* REQUIREMENT *
Extract, without any change, the lines beginning with the line that contains "of the grout" and ending with the line that contains "point(142, 278)", including both of those lines.

* Location identification lines *
- - - - - - -

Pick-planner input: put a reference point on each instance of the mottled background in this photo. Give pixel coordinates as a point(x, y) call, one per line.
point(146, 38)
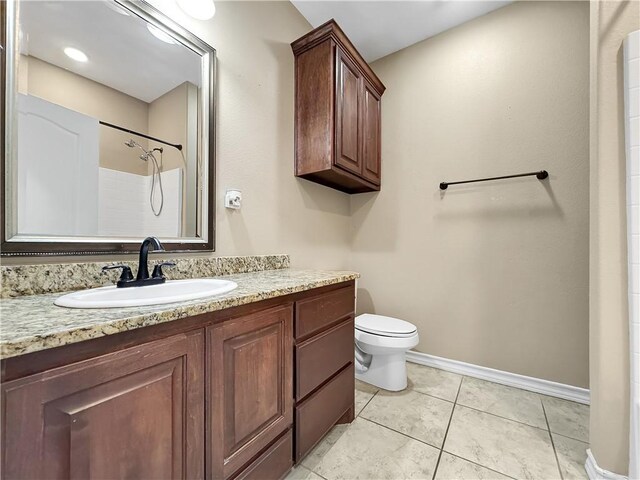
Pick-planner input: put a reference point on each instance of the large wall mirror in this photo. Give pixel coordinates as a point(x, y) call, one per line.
point(108, 129)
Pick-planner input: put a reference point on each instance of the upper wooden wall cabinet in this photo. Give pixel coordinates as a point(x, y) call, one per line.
point(337, 112)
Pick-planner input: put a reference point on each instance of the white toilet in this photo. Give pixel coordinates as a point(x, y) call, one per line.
point(381, 343)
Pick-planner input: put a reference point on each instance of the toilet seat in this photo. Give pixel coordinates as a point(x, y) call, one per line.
point(384, 326)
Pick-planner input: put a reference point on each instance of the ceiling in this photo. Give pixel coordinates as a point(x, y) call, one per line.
point(122, 53)
point(378, 28)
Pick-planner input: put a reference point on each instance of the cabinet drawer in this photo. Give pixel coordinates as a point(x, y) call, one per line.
point(313, 314)
point(319, 357)
point(272, 464)
point(316, 415)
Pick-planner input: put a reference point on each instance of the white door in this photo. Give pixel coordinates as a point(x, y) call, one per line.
point(58, 157)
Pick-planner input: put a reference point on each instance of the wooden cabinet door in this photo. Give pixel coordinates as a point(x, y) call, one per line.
point(371, 133)
point(136, 413)
point(250, 386)
point(347, 151)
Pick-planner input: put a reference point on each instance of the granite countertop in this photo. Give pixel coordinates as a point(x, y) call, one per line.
point(32, 323)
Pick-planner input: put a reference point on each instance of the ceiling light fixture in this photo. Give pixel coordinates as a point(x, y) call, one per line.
point(198, 9)
point(116, 7)
point(75, 54)
point(160, 35)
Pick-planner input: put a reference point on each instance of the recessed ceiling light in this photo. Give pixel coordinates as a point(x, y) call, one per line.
point(75, 54)
point(198, 9)
point(159, 34)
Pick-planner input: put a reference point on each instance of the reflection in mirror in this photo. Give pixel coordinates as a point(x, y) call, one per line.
point(108, 124)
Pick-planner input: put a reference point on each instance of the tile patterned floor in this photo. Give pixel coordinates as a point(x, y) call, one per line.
point(445, 427)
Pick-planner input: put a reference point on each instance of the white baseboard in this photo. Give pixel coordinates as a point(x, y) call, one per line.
point(596, 473)
point(538, 385)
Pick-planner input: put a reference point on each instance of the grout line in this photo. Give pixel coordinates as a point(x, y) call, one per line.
point(446, 432)
point(432, 396)
point(401, 433)
point(479, 464)
point(499, 416)
point(365, 405)
point(309, 469)
point(551, 438)
point(570, 438)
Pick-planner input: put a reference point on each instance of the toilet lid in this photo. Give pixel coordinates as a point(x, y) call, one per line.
point(387, 326)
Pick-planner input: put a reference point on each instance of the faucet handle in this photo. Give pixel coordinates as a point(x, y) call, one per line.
point(157, 270)
point(126, 275)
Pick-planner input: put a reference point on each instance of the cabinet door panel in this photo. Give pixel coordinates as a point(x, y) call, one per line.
point(251, 389)
point(347, 113)
point(137, 413)
point(371, 134)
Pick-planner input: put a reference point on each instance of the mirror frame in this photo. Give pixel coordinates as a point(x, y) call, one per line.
point(59, 245)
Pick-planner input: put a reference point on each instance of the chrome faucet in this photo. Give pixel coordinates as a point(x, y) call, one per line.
point(142, 278)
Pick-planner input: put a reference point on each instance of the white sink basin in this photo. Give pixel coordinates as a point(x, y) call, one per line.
point(169, 292)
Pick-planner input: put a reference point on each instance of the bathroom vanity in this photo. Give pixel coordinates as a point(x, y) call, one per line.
point(238, 386)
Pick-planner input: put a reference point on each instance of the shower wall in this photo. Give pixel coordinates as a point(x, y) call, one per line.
point(124, 208)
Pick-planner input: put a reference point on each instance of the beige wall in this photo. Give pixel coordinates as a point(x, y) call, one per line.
point(168, 120)
point(493, 274)
point(255, 140)
point(608, 308)
point(78, 93)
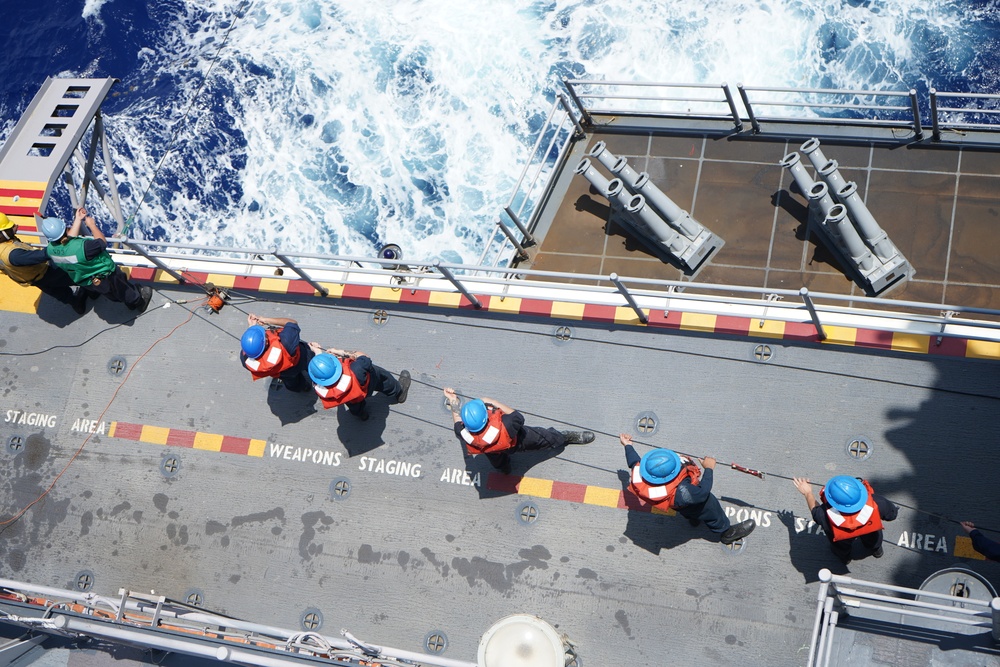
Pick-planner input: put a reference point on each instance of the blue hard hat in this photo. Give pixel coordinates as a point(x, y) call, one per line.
point(53, 228)
point(845, 494)
point(254, 341)
point(474, 415)
point(660, 466)
point(325, 369)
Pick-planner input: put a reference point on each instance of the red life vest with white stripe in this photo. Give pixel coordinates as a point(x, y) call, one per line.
point(494, 438)
point(346, 390)
point(662, 496)
point(846, 526)
point(275, 360)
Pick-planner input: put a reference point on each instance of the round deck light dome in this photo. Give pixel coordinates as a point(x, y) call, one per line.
point(522, 640)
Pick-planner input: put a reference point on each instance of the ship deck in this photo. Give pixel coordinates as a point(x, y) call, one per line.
point(172, 471)
point(197, 480)
point(938, 204)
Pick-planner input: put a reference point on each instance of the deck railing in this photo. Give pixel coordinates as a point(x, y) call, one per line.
point(831, 106)
point(841, 595)
point(181, 261)
point(770, 111)
point(984, 108)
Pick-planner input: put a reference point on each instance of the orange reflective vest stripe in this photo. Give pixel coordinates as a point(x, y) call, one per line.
point(846, 526)
point(346, 390)
point(494, 438)
point(662, 495)
point(275, 360)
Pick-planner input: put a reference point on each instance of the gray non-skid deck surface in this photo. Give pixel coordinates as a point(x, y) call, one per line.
point(402, 556)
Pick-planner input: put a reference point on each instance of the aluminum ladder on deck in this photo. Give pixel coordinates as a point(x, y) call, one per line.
point(46, 137)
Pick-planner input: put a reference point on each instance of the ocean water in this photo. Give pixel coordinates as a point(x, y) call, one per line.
point(335, 126)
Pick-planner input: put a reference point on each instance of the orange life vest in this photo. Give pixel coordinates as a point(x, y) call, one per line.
point(494, 438)
point(662, 495)
point(275, 360)
point(346, 390)
point(846, 526)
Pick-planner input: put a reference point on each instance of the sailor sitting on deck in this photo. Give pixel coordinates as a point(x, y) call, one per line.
point(271, 348)
point(348, 378)
point(665, 480)
point(848, 510)
point(487, 426)
point(88, 263)
point(29, 266)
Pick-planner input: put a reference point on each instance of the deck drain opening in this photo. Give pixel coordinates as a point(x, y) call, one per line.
point(340, 488)
point(859, 448)
point(435, 642)
point(117, 365)
point(527, 513)
point(312, 619)
point(15, 444)
point(646, 423)
point(563, 334)
point(85, 580)
point(170, 465)
point(960, 590)
point(736, 548)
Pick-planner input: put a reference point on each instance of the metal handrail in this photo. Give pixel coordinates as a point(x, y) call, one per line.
point(836, 598)
point(937, 111)
point(640, 294)
point(863, 109)
point(598, 91)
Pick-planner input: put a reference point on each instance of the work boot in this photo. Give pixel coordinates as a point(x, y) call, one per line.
point(404, 381)
point(80, 302)
point(738, 532)
point(577, 437)
point(145, 294)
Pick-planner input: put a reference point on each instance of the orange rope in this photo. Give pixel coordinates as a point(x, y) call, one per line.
point(101, 417)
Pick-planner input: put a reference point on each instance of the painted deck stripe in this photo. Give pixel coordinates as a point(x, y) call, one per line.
point(564, 310)
point(175, 437)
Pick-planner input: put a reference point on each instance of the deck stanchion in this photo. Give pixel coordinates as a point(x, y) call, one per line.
point(576, 100)
point(446, 272)
point(302, 274)
point(995, 608)
point(521, 253)
point(935, 128)
point(746, 103)
point(579, 134)
point(737, 121)
point(628, 297)
point(804, 293)
point(528, 238)
point(918, 130)
point(157, 263)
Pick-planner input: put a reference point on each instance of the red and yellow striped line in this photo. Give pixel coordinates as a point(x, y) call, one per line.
point(657, 318)
point(20, 200)
point(174, 437)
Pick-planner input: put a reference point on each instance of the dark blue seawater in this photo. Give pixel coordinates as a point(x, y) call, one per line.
point(322, 125)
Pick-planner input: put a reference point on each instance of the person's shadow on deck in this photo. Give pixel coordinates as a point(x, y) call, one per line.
point(360, 437)
point(494, 483)
point(654, 532)
point(290, 406)
point(808, 552)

- - - - - - -

* THE SOLUTION *
Pick-planner input: put a reference point on each instance of the grout line in this photo. Give pixel coordinates as a point(x, y) call, one per line.
point(446, 432)
point(432, 396)
point(401, 433)
point(479, 464)
point(499, 416)
point(365, 405)
point(309, 469)
point(551, 438)
point(570, 438)
Pick-planner input: put a reference point on each instance of the toilet lid in this photo. Give pixel coordinates as a point(x, y) call, one per line.
point(387, 326)
Pick-planner input: put a reference point on each instance of the faucet handle in this photo. Give pixel coordinates as a point(x, y) call, one per line.
point(157, 270)
point(126, 275)
Pick-planner input: put a reference point on each instance of the cabinet door panel in this photo. Give pixel coordinates as a point(x, y) call, one per line.
point(251, 389)
point(347, 113)
point(137, 413)
point(371, 134)
Pick-planner input: put a reference point on each instance of the mirror frame in this photo. Give pixel coordinates as a point(x, y) call, one per line.
point(59, 245)
Pick-planner input: put a reference point on each instance of the chrome faucet in this photo. Give pixel coordinates as a point(x, y) call, one per line.
point(142, 278)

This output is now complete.